# What is being asked
Answer these questions from the text on Syrian refugees in the United States:
1. In what decade did the first significant wave of Syrian immigrants begin arriving in the United States?
2. Of the 858 Syrian refugees resettled in the U.S. this fiscal year, how many have settled in Phoenix, Arizona?
3. Who determines the annual Refugee Admissions level, and in what month?

But when it comes to opening its doors to refugees, the U.S. response has been slow. So far, it has admitted only 1,500 Syrians into the United States but has indicated that it will raise that number to 10,000 during fiscal year 2016.
The first significant wave of Syrian immigrants in the United States began arriving in the 1880s.
Today, Syrians account for about eight percent of the approximately one million immigrants from the Middle East and North Africa currently living in the United States. They are mostly centered in Los Angeles, the New York City metropolitan area, Detroit and Chicago, where many incoming Syrians will also likely want to settle.
Syrian immigrants can also be found in less populated urban centers. Of the 858 Syrian refugees resettled in the U.S. this fiscal year, 20 have settled in Phoenix, Arizona. Catholic Charities has been there to help.
“We have been resettling refugees in Phoenix for over 30 years, and we work hard to engage and educate the community about refugee resettlement and how it works,” said Joanne Morales, Director of Refugee Programs at Catholic Charities in an emailed response.
With the help of local churches and other charitable groups, her group helps newcomers to find housing, assists in enrolling children in school, helps refugees get work permits and Social Security cards, and refers them to training in English as a second language.
“The local Syrian community has already expressed its willingness to be a part of this process as well. We also consult regularly with schools, police, health service providers, employers, and inform them of trends, refugees arriving, etc.”
Morales said it is too soon to tell how many refugees could ultimately come to Phoenix.
“The president determines in October each year the annual Refugee Admissions level,” she said. “This is then broken down by region. However, it is important to recognize that these are ceilings."
Refugees undergo rigorous security checks and health screening prior to being admitted into the U.S, so even if a number is allocated, the actual number of people who arrive will depend on the above factors as well as others,” she added.
Weedings
Resettling refugees is a lengthy process.

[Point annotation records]
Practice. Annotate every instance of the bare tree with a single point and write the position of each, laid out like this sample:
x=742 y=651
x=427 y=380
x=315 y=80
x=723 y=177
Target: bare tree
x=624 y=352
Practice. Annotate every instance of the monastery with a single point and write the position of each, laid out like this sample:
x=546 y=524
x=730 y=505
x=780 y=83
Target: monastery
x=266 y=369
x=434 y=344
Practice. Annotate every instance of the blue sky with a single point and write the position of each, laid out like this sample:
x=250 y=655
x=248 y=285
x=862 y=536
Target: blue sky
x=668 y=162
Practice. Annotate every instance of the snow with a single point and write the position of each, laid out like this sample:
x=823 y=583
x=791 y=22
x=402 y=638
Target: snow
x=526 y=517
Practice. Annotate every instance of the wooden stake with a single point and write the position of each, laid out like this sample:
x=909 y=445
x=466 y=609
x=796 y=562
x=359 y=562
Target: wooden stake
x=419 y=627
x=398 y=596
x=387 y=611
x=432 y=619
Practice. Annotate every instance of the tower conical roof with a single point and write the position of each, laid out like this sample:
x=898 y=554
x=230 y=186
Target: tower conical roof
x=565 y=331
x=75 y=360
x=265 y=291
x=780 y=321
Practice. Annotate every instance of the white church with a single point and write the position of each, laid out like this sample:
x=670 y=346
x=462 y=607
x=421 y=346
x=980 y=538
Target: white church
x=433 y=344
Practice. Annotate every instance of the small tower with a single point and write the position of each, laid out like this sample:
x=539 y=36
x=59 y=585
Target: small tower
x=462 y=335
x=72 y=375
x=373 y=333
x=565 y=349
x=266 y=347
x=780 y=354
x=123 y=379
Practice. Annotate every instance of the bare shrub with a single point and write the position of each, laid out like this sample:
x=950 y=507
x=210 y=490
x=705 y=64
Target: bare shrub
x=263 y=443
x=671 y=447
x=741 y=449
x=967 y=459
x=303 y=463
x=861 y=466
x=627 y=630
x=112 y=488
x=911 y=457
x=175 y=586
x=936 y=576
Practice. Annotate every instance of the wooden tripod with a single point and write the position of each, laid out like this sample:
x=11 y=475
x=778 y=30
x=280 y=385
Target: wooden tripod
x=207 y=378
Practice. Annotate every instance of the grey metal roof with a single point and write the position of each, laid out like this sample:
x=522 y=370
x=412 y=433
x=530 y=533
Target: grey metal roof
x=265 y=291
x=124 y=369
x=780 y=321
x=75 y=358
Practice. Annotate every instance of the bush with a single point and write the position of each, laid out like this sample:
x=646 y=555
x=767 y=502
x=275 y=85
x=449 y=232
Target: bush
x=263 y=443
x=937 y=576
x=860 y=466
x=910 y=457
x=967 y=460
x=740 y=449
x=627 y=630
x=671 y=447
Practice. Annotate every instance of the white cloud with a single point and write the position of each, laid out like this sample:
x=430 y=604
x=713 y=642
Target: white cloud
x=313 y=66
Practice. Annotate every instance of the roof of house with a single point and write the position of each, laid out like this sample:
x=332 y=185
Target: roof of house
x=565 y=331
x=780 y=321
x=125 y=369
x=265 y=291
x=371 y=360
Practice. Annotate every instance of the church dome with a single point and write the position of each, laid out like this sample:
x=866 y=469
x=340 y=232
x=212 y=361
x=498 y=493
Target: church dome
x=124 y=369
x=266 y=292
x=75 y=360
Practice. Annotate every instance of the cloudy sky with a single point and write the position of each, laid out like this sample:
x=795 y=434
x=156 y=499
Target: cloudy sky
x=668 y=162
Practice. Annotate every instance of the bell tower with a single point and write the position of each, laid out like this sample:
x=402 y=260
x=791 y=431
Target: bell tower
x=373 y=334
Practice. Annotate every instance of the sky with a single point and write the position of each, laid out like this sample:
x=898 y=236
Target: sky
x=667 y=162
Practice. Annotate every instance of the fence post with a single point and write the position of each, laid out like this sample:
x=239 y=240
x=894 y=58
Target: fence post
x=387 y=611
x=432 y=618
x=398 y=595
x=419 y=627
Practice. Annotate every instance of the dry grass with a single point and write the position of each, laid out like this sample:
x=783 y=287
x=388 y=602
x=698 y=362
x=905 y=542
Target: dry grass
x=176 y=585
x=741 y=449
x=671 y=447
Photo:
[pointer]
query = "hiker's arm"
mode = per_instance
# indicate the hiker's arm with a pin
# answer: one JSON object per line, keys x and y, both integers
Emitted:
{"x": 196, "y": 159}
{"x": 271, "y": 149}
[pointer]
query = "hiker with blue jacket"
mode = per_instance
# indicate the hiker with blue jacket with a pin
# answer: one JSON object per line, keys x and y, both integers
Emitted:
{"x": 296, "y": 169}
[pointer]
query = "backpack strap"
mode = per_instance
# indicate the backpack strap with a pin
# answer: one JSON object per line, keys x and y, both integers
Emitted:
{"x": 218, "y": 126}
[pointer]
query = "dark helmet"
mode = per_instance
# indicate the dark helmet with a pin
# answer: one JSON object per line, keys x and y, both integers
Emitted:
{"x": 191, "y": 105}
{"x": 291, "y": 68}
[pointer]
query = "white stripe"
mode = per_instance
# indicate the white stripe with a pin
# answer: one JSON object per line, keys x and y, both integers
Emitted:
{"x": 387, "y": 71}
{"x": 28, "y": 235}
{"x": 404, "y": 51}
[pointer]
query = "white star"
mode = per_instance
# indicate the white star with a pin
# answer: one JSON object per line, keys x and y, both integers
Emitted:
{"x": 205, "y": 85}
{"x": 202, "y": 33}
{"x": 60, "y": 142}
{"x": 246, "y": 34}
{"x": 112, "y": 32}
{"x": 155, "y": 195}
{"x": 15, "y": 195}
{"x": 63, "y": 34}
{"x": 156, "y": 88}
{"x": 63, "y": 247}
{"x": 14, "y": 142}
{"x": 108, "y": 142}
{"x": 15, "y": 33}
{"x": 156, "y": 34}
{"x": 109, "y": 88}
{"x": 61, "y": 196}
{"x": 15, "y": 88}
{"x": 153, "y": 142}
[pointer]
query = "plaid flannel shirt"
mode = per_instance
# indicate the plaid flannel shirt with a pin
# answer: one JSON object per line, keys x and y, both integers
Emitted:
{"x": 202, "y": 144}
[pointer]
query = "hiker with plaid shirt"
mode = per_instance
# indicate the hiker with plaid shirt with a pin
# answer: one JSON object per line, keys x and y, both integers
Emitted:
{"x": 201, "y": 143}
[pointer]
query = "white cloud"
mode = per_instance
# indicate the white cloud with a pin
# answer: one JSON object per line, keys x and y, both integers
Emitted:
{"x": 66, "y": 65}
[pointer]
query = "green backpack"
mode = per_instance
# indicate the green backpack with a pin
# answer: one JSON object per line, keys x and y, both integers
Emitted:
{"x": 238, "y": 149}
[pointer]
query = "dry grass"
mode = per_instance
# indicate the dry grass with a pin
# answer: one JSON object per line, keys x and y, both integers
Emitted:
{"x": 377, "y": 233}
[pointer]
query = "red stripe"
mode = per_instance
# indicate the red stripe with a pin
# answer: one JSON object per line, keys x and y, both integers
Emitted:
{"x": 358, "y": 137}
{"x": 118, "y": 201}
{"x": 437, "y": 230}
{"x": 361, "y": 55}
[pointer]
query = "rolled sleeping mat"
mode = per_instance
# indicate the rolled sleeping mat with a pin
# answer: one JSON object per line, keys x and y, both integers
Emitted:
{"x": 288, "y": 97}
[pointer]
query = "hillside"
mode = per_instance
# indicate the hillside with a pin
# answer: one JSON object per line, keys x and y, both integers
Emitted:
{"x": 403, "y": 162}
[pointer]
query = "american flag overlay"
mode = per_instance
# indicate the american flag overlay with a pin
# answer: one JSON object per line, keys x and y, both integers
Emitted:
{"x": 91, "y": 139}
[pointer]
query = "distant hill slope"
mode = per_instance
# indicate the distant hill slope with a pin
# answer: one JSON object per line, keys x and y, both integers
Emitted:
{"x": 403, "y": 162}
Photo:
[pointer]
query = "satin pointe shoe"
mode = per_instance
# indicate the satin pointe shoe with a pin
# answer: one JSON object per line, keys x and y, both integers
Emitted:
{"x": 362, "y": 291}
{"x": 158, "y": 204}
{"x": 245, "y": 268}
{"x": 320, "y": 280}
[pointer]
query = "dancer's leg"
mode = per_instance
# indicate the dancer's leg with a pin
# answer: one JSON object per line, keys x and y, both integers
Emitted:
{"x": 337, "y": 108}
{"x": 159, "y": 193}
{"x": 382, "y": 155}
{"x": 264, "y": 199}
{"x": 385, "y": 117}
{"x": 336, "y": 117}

# Answer below
1. The 1880s.
2. 20.
3. The president, in October.